## begin SELECTED EXCERPT

Harry Potter un der filosofisher shteyn
February 7, 2020 8:27 AM   Subscribe

A Yiddish translation of Harry Potter and the Philosopher's/Sorcerer's Stone has just been published, translated by Arun Viswanath, an Orthodox Jewish American with heritage from India and roots in the Catskills, and partly financed by the government of Sweden (where Yiddish is an officially recognised minority language). Faced with the challenge of how to simultaneously stay true to the original material whilst imparting a Yiddish feel to it, Viswanath was judicious with his changes.

## end SELECTED EXCERPT
## begin PROVIDED INFORMATION

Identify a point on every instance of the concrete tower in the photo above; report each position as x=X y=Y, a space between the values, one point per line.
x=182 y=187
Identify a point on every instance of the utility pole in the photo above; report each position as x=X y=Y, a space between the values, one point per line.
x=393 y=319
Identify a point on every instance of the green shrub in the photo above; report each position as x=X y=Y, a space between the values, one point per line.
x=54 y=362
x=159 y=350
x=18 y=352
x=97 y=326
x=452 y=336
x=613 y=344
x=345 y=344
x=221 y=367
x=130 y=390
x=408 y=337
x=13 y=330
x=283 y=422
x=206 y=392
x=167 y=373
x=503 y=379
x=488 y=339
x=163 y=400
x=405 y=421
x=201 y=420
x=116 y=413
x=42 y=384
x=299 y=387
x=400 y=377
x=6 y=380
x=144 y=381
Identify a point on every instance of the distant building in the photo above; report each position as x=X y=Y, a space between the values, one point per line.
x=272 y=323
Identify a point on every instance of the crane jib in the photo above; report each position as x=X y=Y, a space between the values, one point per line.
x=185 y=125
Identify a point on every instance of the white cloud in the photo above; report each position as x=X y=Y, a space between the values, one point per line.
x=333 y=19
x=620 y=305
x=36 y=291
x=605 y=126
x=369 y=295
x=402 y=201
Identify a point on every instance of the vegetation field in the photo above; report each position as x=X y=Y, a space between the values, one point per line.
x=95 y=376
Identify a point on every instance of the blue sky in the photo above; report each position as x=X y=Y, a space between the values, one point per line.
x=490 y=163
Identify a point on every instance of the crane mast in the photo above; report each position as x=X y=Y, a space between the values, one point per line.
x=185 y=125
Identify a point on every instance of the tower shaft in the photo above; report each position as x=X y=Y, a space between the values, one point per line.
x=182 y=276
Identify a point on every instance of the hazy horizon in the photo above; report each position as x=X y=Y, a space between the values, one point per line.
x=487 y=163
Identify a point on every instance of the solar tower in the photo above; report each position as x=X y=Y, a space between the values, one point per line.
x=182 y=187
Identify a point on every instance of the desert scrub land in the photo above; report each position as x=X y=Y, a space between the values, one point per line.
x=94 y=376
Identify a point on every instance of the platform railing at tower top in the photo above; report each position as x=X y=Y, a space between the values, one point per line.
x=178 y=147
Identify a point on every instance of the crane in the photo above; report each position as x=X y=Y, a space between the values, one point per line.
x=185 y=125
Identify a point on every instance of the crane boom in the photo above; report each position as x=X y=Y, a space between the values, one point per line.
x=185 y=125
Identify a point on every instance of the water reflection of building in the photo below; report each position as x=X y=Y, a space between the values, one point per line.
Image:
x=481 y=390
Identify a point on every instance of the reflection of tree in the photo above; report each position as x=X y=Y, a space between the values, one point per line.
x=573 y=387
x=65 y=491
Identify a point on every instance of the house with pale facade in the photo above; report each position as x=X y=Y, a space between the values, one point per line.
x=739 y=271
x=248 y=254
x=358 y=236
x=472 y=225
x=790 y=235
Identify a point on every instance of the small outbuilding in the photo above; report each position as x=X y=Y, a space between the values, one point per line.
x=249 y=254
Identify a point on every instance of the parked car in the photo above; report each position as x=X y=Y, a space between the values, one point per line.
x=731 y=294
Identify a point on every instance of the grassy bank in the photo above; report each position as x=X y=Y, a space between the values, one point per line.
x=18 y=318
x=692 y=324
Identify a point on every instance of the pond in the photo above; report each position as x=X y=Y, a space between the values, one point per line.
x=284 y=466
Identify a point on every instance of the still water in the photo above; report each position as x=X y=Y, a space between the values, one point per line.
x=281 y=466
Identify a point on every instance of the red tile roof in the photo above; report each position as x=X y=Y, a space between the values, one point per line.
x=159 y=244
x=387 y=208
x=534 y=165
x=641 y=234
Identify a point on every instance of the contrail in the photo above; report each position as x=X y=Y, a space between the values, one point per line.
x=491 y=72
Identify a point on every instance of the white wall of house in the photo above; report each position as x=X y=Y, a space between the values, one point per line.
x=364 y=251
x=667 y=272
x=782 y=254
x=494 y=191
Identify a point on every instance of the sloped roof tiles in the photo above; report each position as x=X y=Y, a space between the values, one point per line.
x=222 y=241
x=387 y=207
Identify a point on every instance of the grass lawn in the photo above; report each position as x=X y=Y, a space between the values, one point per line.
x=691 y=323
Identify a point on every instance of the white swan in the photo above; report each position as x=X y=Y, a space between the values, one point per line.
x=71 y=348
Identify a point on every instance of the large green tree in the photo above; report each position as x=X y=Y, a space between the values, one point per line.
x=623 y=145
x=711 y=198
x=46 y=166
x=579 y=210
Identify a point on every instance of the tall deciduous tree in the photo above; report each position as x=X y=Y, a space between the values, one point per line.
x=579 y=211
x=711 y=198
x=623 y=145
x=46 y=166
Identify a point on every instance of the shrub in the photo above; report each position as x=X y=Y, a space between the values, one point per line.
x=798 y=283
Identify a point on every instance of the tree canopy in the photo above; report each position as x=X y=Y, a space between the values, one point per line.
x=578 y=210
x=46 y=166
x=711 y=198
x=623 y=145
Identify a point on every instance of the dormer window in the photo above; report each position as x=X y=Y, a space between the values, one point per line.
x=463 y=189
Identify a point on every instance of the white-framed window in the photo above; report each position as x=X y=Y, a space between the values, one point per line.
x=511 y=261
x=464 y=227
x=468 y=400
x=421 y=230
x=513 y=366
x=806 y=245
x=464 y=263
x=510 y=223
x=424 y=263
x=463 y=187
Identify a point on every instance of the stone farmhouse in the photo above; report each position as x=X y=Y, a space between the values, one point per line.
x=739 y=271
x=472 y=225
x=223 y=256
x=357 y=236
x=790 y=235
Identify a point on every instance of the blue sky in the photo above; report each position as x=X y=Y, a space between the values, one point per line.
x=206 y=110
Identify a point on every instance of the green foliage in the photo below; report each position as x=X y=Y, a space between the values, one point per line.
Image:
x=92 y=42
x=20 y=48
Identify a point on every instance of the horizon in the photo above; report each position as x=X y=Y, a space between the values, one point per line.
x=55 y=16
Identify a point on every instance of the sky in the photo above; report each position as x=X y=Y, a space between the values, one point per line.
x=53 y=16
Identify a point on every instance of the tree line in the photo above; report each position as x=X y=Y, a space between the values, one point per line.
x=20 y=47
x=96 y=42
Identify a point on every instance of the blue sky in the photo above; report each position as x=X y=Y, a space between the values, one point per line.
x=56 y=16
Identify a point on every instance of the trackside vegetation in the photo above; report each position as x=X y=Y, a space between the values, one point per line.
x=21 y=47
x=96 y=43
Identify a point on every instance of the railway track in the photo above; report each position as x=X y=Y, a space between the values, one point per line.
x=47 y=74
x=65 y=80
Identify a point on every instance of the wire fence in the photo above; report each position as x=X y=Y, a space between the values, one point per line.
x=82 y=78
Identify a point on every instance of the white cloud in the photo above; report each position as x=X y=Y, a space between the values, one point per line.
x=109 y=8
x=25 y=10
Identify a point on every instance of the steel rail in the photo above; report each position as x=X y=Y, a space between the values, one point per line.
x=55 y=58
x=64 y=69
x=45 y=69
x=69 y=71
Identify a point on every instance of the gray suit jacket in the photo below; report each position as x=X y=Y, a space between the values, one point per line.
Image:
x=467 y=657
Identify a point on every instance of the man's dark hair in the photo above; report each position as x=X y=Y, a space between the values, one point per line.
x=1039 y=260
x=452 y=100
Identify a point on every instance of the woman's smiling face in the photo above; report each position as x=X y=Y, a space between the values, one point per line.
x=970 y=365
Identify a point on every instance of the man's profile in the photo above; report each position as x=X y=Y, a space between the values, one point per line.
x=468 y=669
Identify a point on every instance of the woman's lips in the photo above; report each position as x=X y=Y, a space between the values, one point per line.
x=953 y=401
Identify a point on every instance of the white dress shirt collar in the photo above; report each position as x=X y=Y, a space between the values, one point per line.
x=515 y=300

## end PROVIDED INFORMATION

• TO DO
**1.** Repeat the stretch from "Harry Potter un" through "with his changes." in the post about the Yiddish Harry Potter translation, keeping every word and mark as it stands.
**2.** Answer these from the post about the Yiddish Harry Potter translation:
(a) On what date was the post made?
(b) Who translated the book into Yiddish?
(c) The government of which country helped pay for the translation?

• THE RESPONSES
**1.**
Harry Potter un der filosofisher shteyn
February 7, 2020 8:27 AM   Subscribe

A Yiddish translation of Harry Potter and the Philosopher's/Sorcerer's Stone has just been published, translated by Arun Viswanath, an Orthodox Jewish American with heritage from India and roots in the Catskills, and partly financed by the government of Sweden (where Yiddish is an officially recognised minority language). Faced with the challenge of how to simultaneously stay true to the original material whilst imparting a Yiddish feel to it, Viswanath was judicious with his changes.

**2.**
(a) February 7, 2020
(b) Arun Viswanath
(c) Sweden